→ Task goal:
Show each line below that contains the string "facade", copying every such line in full. Case counts when matching.

Lines from a collection
• • • • • • •

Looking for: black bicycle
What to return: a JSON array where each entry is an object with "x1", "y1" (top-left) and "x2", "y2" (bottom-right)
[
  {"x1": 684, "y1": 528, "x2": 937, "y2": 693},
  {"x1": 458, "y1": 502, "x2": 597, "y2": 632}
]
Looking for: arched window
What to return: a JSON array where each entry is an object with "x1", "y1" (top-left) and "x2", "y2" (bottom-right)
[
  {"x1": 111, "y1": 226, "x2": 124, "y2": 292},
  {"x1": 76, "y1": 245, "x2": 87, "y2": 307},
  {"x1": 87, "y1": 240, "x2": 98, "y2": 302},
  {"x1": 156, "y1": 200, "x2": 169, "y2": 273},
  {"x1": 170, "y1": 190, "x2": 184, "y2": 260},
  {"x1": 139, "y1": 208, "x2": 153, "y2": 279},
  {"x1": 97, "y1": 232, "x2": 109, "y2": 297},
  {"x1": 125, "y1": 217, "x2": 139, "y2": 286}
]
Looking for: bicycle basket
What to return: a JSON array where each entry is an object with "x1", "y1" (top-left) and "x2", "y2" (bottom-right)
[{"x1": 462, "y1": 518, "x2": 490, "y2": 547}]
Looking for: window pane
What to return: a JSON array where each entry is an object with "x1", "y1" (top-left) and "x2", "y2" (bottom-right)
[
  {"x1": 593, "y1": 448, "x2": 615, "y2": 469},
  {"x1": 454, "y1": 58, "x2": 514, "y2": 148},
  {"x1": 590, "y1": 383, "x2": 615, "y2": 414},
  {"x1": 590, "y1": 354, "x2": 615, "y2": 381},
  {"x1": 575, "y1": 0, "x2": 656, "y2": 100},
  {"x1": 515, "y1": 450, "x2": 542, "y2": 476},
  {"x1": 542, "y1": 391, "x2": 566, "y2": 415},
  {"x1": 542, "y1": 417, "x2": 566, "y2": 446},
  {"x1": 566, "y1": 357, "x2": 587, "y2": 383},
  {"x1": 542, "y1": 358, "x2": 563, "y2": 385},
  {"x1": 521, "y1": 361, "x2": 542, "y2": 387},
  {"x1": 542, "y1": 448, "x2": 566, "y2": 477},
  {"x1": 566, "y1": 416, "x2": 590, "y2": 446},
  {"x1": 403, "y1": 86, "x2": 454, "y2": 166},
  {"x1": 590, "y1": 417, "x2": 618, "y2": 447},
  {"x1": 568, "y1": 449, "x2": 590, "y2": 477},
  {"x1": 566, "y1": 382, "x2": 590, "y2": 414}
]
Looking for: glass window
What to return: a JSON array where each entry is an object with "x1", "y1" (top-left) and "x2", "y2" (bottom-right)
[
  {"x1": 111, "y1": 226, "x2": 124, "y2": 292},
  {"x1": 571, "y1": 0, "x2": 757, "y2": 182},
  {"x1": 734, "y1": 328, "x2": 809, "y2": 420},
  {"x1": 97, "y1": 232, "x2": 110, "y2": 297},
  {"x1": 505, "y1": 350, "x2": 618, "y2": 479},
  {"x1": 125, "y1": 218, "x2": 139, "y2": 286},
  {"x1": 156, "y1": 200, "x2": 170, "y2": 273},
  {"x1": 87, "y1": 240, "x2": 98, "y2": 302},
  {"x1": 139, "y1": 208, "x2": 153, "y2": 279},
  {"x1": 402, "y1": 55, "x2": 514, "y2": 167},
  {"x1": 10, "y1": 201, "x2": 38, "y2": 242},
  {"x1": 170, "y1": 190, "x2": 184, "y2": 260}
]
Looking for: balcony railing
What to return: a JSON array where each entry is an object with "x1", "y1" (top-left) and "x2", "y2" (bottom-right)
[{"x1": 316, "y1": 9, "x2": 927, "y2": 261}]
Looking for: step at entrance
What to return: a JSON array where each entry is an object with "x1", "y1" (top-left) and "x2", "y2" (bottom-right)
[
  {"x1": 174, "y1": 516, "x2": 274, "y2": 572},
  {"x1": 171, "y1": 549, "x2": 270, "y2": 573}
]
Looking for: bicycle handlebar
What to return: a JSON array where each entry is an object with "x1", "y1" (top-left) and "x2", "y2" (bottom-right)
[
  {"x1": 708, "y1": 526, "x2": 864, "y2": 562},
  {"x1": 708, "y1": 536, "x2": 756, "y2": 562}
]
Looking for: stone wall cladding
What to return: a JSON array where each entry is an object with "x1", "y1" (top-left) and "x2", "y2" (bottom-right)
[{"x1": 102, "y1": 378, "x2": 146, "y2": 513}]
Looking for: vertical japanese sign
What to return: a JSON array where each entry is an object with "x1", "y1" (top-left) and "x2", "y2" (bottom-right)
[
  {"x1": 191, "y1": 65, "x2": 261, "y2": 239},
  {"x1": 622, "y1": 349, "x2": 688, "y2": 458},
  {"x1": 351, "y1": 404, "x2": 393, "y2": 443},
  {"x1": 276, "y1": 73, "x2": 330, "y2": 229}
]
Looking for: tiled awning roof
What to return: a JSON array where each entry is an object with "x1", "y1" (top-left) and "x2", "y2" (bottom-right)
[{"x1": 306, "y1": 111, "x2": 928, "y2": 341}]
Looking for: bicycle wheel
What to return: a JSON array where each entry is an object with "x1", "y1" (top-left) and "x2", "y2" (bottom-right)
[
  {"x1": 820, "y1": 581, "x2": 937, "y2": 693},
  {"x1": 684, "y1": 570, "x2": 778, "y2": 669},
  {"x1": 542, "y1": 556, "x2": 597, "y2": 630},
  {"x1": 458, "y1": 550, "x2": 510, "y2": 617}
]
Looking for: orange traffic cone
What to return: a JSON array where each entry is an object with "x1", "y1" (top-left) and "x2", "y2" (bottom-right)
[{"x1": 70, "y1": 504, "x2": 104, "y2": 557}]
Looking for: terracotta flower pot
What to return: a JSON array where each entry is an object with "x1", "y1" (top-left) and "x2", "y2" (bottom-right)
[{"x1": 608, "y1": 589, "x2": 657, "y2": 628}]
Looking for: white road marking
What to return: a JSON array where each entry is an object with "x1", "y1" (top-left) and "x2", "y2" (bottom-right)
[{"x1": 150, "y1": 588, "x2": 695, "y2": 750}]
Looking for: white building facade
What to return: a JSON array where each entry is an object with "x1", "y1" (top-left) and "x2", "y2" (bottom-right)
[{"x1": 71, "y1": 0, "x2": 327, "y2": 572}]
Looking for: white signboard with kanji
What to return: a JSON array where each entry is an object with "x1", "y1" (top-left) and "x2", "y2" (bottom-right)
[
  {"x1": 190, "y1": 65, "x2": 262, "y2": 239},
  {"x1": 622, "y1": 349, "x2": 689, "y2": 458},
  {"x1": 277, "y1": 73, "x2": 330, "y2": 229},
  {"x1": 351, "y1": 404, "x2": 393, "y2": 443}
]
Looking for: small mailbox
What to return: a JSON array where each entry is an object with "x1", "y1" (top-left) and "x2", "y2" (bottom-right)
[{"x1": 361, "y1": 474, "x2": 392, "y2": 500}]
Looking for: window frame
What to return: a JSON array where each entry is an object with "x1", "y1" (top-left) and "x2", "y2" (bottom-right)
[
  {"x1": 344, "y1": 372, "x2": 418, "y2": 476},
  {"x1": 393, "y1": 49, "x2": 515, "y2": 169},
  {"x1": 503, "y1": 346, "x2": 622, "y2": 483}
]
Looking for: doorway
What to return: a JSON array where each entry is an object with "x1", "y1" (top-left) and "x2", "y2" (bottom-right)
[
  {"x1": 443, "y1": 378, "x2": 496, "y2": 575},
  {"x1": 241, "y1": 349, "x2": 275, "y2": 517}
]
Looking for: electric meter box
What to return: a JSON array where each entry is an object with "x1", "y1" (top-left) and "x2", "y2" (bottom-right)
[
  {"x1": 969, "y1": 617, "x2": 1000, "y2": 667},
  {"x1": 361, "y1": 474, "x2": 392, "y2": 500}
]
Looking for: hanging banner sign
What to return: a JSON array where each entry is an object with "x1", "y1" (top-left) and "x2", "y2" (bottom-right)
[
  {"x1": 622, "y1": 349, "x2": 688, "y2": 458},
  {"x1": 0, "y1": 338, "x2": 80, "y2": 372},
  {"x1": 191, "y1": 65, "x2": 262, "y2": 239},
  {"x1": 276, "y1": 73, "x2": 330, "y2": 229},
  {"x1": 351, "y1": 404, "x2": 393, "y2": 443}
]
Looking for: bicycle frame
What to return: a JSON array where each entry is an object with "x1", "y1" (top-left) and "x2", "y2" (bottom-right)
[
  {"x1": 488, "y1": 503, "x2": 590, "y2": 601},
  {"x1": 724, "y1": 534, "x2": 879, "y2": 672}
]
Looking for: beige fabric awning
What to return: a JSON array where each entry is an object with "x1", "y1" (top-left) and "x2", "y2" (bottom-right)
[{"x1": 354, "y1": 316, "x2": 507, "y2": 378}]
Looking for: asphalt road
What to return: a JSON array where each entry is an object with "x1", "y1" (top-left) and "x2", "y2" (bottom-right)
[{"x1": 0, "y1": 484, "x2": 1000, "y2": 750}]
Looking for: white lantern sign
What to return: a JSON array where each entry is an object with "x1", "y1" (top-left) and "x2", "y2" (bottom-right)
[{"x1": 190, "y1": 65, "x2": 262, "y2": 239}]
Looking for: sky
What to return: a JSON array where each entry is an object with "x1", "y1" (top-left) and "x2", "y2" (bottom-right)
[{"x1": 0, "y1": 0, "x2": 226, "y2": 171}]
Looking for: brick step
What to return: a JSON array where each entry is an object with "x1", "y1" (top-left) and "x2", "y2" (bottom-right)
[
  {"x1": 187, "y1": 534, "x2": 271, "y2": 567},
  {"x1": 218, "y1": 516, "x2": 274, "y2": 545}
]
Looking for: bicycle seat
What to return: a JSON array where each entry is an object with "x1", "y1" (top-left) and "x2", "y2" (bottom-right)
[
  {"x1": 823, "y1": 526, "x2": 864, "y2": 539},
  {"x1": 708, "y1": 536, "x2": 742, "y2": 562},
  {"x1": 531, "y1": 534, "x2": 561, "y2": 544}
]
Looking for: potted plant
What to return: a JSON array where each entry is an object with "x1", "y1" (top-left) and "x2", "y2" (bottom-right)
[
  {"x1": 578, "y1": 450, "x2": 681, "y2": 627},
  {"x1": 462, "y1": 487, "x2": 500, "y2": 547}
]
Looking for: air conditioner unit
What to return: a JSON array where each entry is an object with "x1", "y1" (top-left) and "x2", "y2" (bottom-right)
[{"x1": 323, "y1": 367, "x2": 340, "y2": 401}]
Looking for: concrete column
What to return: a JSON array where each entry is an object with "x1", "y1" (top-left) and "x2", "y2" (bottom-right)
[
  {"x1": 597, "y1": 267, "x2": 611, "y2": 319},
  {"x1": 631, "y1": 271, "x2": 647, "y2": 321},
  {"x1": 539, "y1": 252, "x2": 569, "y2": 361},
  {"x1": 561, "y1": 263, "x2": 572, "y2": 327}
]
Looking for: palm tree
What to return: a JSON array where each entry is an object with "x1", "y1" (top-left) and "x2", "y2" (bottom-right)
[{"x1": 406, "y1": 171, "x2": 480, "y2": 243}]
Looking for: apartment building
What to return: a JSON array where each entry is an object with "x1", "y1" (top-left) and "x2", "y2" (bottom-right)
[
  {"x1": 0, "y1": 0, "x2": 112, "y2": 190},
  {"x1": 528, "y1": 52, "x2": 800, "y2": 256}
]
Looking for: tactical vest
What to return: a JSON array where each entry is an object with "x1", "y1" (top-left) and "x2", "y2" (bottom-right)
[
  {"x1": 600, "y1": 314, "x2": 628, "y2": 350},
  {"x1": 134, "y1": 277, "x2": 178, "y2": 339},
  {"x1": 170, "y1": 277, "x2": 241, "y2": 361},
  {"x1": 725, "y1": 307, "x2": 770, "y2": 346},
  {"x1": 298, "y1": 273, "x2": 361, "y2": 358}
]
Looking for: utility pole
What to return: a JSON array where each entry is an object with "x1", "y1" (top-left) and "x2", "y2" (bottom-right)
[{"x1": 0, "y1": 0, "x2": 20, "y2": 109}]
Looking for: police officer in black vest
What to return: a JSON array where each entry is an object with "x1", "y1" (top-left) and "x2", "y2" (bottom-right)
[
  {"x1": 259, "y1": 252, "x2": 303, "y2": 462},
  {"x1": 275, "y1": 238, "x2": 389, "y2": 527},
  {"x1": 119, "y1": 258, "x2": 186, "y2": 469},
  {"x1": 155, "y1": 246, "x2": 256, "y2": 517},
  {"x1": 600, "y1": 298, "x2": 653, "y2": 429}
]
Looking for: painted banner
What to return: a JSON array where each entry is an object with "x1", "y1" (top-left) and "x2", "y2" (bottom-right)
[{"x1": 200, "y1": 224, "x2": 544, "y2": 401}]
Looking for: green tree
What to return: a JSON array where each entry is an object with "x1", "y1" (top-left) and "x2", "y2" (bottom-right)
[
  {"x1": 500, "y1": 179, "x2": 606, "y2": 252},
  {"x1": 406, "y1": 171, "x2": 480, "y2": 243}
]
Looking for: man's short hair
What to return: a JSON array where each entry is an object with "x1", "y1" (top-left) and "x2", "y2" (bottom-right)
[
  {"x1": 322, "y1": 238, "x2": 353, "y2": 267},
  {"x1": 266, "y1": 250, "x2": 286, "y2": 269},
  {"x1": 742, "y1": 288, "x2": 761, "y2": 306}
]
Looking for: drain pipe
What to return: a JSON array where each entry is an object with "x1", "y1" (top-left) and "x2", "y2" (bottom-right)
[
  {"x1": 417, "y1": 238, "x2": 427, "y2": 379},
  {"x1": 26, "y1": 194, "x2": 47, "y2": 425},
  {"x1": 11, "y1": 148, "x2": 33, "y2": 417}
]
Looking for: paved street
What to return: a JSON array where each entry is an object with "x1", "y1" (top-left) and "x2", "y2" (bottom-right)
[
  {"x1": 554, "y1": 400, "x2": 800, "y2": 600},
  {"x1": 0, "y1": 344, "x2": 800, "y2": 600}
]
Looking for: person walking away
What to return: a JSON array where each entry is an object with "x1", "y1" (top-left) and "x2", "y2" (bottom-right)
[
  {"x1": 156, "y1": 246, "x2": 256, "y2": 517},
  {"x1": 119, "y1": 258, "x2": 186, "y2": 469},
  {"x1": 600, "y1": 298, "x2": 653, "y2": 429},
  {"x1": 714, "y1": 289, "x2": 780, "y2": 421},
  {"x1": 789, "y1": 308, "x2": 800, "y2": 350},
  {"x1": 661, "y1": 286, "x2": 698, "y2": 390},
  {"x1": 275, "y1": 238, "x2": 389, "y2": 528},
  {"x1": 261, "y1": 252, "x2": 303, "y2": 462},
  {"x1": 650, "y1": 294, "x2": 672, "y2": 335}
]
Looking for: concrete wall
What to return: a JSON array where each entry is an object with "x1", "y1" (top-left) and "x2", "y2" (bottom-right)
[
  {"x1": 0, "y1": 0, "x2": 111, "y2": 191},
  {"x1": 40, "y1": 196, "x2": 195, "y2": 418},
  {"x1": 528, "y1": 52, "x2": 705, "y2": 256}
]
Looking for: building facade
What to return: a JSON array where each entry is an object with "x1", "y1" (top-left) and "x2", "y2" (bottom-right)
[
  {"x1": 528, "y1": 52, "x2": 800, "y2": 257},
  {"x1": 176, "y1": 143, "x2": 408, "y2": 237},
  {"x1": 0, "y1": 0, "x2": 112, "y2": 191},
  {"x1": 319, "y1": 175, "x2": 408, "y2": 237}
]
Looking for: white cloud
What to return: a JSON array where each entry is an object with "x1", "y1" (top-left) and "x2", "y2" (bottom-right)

• • • • • • •

→ Solution for this problem:
Looking for: white building facade
Looking for: building facade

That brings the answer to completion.